PASSAGE
──────────────────────────────
Microstructure characterization of as-fabricated and 475 °C annealed U–7 wt.% Mo dispersion fuel in Al–Si alloy matrix

High-density uranium (U) alloys with an increased concentration of U are being examined for the development of research and test reactors with low enriched metallic fuels. The U–Mo fuel alloy dispersed in Al–Si alloy has attracted particular interest for this application. This paper reports our detailed characterization results of as-fabricated and annealed (475 °C for 4 h) U–Mo dispersion fuels in Al–Si matrix with a Si concentration of 2 and 5 wt.%, named as “As2Si”, “As5Si”, “An2Si”, “An5Si” accordingly. Techniques employed for the characterization include scanning electron microscopy and transmission electron microscopy with specimen prepared by focused ion beam in situ lift-out. Fuel plates with Al–5 wt.% Si matrix consistently yielded thicker interaction layers developed between U–Mo particles and Al–Si matrix, than those with Al–2 wt.% Si matrix, given the same processing parameters. A single layer of interaction zone was observed in as-fabricated samples (i.e., “As2Si”, “As5Si”), and this layer mainly consisted of U3Si3Al2 phase. The annealed samples contained a two-layered interaction zone, with a Si-rich layer near the U–Mo side, and an Al-rich layer near the Al–Si matrix side. The U3Si5 appeared as the main phase in the Si-rich layer in “An2Si” sample, while both U3Si5 and U3Si3Al2 were identified in sample “An5Si”. The Al-rich layer in sample “An2Si” was amorphous, whereas that in sample “An5Si” mostly consisted of crystalline U(Al,Si)3, along with a small fraction of U(Al,Si)4 and U6Mo4Al43 phases. The influence of Si on the diffusion and reaction in the development of interaction layers in U(Mo)/Al(Si) is discussed in the light of growth-controlling mechanisms and irradiation performance.
──────────────────────────────
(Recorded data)
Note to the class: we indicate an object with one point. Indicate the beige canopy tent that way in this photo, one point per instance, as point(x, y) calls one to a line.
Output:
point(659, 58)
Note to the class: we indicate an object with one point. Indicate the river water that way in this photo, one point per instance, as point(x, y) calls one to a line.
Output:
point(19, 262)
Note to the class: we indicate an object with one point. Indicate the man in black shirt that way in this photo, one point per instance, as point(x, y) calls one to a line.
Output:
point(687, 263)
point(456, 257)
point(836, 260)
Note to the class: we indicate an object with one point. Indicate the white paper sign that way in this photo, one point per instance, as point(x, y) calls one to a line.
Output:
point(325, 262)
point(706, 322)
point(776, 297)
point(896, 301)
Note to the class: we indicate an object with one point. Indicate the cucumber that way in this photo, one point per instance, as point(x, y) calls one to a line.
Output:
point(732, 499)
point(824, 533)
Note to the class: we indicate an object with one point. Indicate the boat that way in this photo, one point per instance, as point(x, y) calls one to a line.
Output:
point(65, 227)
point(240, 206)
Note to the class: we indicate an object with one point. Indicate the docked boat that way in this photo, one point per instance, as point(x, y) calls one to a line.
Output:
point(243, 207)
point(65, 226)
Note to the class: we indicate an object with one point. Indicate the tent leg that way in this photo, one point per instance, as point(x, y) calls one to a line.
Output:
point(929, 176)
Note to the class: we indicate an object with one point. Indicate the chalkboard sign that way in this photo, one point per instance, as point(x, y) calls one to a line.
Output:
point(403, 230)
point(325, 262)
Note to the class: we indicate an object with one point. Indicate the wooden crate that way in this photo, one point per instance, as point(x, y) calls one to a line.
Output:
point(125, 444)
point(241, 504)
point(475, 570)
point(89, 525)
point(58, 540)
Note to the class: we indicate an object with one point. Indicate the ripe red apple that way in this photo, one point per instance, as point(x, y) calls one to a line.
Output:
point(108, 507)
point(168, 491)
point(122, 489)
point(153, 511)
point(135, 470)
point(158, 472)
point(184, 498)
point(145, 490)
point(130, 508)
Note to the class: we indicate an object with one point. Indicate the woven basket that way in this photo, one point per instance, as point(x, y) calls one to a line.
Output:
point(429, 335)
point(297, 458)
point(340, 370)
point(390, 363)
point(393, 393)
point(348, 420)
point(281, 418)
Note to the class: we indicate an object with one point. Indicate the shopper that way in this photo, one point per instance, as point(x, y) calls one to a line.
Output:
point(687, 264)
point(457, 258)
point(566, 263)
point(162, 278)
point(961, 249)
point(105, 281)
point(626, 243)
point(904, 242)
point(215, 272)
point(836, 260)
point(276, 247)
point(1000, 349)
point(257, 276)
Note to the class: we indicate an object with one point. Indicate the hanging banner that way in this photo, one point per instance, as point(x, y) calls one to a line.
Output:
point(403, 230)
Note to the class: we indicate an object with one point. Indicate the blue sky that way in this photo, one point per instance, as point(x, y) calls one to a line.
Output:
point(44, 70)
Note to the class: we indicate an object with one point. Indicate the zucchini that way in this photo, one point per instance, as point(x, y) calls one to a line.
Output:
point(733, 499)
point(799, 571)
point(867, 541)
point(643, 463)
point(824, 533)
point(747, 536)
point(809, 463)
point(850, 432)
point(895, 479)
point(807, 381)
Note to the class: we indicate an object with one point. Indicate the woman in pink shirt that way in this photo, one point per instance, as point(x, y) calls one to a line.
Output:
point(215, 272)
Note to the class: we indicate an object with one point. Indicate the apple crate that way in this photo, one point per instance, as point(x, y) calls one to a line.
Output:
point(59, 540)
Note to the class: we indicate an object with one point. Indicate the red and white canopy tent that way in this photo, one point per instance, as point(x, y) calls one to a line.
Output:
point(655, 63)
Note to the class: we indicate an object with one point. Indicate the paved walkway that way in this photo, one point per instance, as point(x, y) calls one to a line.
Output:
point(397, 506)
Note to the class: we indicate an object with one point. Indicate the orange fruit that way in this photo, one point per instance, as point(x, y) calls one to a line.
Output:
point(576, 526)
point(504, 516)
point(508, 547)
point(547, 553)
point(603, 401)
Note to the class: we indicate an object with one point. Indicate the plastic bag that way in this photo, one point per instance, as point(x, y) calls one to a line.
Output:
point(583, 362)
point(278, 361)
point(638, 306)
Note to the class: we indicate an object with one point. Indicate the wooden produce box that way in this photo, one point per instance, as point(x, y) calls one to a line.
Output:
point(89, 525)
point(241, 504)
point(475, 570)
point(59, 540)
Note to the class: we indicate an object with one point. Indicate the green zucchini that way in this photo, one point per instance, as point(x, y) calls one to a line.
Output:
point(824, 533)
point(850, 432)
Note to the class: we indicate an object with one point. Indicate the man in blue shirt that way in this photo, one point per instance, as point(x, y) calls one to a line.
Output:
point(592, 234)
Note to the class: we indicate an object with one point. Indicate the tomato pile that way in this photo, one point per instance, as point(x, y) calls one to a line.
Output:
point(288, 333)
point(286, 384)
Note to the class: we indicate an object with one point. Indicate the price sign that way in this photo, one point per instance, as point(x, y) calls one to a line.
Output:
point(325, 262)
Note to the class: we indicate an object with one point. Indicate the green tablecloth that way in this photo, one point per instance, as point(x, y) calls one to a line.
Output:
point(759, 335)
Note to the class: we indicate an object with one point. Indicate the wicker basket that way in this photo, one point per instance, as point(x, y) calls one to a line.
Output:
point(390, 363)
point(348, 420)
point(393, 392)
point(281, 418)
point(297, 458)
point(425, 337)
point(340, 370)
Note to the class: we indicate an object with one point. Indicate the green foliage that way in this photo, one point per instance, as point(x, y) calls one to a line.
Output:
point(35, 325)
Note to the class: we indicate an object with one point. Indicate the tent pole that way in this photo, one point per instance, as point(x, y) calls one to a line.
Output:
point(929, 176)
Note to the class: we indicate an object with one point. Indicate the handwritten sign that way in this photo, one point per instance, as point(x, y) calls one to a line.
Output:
──────────────────────────────
WHAT TO PRODUCE
Proceed with the passage on U–Mo dispersion fuel in an Al–Si matrix, continuing it from its last sentence. The lines above are separate material and are not part of the passage on U–Mo dispersion fuel.

RESPONSE TO THE TASK
► A detailed characterization of as-fabricated and 475 °C annealed U–7 wt.% Mo dispersion fuel in Al–Si matrix plates has been carried out. ► The initial phase formation in the interaction layer and its evolution upon further annealing were understood based on the influence of Si on the diffusion and reaction in the development of interaction layers.